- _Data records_
◆ ◆ ◆ ◆ ◆
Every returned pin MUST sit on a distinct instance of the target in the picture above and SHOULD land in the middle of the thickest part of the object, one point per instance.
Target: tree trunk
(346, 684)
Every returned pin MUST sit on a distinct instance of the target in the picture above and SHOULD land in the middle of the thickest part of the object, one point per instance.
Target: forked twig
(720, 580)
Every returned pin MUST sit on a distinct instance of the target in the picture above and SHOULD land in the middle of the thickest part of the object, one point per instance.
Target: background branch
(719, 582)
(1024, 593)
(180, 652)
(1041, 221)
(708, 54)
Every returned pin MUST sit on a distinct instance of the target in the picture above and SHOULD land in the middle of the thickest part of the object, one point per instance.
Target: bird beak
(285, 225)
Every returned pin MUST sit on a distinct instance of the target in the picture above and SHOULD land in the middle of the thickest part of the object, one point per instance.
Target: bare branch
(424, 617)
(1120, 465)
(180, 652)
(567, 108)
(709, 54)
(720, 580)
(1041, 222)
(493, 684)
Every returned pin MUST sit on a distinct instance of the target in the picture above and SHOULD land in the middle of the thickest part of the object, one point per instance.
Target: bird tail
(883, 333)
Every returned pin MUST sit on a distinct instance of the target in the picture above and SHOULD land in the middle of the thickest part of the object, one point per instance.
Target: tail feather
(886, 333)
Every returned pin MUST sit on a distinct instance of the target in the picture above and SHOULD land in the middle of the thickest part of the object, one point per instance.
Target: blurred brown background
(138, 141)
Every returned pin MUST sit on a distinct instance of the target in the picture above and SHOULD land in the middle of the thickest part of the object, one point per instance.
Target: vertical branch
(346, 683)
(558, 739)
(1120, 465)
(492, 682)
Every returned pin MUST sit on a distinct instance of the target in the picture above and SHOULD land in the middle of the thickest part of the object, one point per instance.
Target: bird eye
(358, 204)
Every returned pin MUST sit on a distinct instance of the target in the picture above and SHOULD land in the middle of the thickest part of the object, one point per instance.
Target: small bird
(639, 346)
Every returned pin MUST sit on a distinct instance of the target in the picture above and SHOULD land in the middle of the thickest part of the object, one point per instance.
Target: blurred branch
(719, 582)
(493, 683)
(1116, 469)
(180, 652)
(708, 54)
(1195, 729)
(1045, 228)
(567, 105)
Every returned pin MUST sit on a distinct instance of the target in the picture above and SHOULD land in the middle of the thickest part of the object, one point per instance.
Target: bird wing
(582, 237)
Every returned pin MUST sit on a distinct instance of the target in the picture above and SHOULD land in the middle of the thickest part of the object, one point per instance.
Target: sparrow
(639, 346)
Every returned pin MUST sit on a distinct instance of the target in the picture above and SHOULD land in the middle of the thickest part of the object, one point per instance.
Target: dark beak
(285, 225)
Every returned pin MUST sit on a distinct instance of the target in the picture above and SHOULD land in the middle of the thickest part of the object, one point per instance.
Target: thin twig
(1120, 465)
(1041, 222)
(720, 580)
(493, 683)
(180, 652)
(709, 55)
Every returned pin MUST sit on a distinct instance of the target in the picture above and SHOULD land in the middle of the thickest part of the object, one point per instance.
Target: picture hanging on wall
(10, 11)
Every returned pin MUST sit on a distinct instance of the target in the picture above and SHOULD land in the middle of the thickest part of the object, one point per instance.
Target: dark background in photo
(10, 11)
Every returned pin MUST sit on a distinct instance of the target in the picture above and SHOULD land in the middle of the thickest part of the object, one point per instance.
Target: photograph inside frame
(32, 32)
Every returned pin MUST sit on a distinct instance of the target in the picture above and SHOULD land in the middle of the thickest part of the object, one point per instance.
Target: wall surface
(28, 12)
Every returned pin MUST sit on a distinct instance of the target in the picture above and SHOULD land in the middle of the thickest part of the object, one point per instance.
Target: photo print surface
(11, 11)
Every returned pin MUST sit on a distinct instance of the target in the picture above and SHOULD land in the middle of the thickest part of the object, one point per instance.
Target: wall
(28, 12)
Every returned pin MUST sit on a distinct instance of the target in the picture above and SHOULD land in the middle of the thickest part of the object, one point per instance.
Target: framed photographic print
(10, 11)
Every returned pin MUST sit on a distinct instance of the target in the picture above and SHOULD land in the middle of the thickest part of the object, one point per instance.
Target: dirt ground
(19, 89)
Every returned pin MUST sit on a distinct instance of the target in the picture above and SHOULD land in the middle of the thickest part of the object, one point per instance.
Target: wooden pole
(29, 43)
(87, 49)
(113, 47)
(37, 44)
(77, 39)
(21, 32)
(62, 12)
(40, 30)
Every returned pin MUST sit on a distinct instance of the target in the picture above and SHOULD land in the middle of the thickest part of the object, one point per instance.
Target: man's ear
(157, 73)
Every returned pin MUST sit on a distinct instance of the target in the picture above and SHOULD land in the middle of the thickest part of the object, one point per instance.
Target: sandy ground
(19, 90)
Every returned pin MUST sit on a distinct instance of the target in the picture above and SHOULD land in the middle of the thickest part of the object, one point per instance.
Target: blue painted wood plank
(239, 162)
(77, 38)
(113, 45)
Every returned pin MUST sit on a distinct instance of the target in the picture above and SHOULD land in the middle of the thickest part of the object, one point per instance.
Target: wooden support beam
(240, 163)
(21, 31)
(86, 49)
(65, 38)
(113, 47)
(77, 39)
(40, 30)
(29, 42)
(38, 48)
◆ ◆ ◆ ◆ ◆
- _Work to complete_
Every record above should be copied exactly.

- _Exercise answer_
Every returned pin MUST sit on a distinct instance of the target in the picture above and SHOULD land in the middle of the thickest part of the object, one point per instance.
Target: tree trunk
(346, 684)
Every returned pin MUST sit on a distinct instance of the target in the picture above and SHOULD land in the middle of the thickest part of the object, one point per instance.
Target: forked twig
(720, 580)
Every returned pin MUST sit on a distinct instance of the target in the picture above and SHOULD land in the middle of the thickest part of the object, one point per instance.
Target: background branch
(719, 582)
(1024, 593)
(180, 652)
(1041, 221)
(708, 54)
Every returned pin MUST sit on a distinct instance of the target in the picture above and SHOULD land in the middle of the thickest part of the object, one point per instance.
Target: bird beak
(285, 225)
Every returned pin MUST sit on a distinct instance of the target in the picture above and SHOULD land in the middle of the thickest part of the object, one point per instance.
Target: bare branch
(424, 617)
(1120, 465)
(180, 652)
(567, 108)
(709, 54)
(720, 580)
(1041, 222)
(493, 684)
Every returned pin MUST sit on a distinct instance of the target in the picture above and SHOULD land in the middle of the thickest part of the object, one point per instance.
Target: bird tail
(883, 333)
Every returned pin MUST sit on a distinct instance of the target in the picture above and SHOULD land in the middle of the thickest part of the object, one point per instance.
Target: tail feather
(886, 333)
Every returned pin MUST sit on a distinct instance of the target in the picture above and SHOULD land in the middle of the thickest part of the object, one point per instance.
Target: blurred brown background
(138, 141)
Every returned pin MUST sit on a distinct instance of the target in the picture above and SHOULD land in the middle of the thickest part of the object, one point per instance.
Target: vertical branch
(346, 683)
(558, 739)
(1120, 465)
(492, 682)
Every returned pin MUST sit on a distinct instance of the target in the picture above and SHOULD land in the middle of the thickest part of the object, one point per instance.
Target: bird eye
(358, 204)
Every returned pin MUST sit on a distinct instance of the target in the picture above and SHOULD land in the middle of the thickest part of the object, one point per instance.
Target: small bird
(639, 346)
Every returned pin MUST sit on a distinct instance of the target in the picture above and SHOULD land in the middle of the thickest part of the object, one point per instance.
Target: blurred branch
(719, 582)
(493, 683)
(1116, 469)
(180, 652)
(708, 54)
(1195, 729)
(1045, 228)
(567, 105)
Every returned pin MUST sit on a distinct instance of the target in the picture above and SHOULD land in the middle of the thickest part of the object, one point per instance.
Target: bird wing
(582, 237)
Every returned pin MUST sit on a distinct instance of the target in the picture above and SHOULD land in the middle of the thickest part of the object, one point per instance.
Target: sparrow
(639, 346)
Every returned pin MUST sit on a distinct instance of the target in the picture above and SHOULD land in the middle of the thickest part of the object, one point per instance.
Target: dark beak
(285, 225)
Every returned pin MUST sit on a distinct instance of the target in the picture above and SHOULD land in the middle of the thickest part of the object, one point per instance.
Target: thin twig
(1120, 465)
(1041, 222)
(720, 580)
(493, 683)
(180, 652)
(709, 55)
Every returned pin MUST sit on a distinct instance of the target in the picture above and SHOULD land in the middle of the thickest part of the object, one point per instance.
Target: picture hanging on wall
(10, 11)
Every returned pin MUST sit on a distinct instance of the target in the picture above and SHOULD land in the middle of the thickest part of the object, one point per instance.
Target: dark background in photo
(10, 11)
Every returned pin MUST sit on a distinct instance of the target in the picture above and SHOULD land in the middle of the thickest part of the object, one point per instance.
Target: photograph inside frame
(32, 32)
Every returned pin MUST sit on a distinct instance of the target in the picture above and SHOULD land in the middle of the thickest part of the object, one point per instance.
Target: wall surface
(28, 12)
Every returned pin MUST sit on a distinct instance of the target in the picture above and SHOULD land in the middle of the thickest part of the object, one point per instance.
Target: photo print surface
(11, 11)
Every returned pin MUST sit on a distinct instance of the target in the picture above and SHOULD land in the middle of the thickest part of the object, one point per instance.
Target: wall
(28, 12)
Every returned pin MUST sit on a distinct instance of the target in the picture above and SHOULD land in the middle of the thickest part of the object, one point per instance.
Target: framed photographic print
(10, 11)
Every returned pin MUST sit on a distinct instance of the target in the picture above and SHOULD land in the middle of the thickest part of the object, one point per instance.
Target: dirt ground
(19, 89)
Every returned pin MUST sit on a distinct instance of the target in the picture above and SHOULD land in the middle of the thickest part of the object, one point per instance.
Target: wooden pole
(29, 43)
(87, 49)
(113, 47)
(37, 44)
(77, 39)
(21, 32)
(62, 12)
(40, 30)
Every returned pin MUST sit on a distinct instance of the target in the picture above and SHOULD land in the middle of the thickest part of the object, one point per instance.
Target: man's ear
(157, 73)
Every returned pin MUST sit on a distinct instance of the target in the picture above and SHOULD land in the middle of the thickest part of the object, one point per instance.
Target: sandy ground
(19, 90)
Every returned pin MUST sit on a distinct instance of the target in the picture above and SHOULD land in the middle of the thickest part of the object, one point per instance.
Target: blue painted wood plank
(239, 162)
(77, 38)
(113, 45)
Every returned pin MUST sit on a distinct instance of the target in the picture above and SHOULD land in the middle of the thickest part of the object, one point per instance.
Target: wooden support beam
(240, 163)
(21, 31)
(86, 49)
(65, 38)
(113, 47)
(77, 39)
(40, 30)
(29, 42)
(38, 48)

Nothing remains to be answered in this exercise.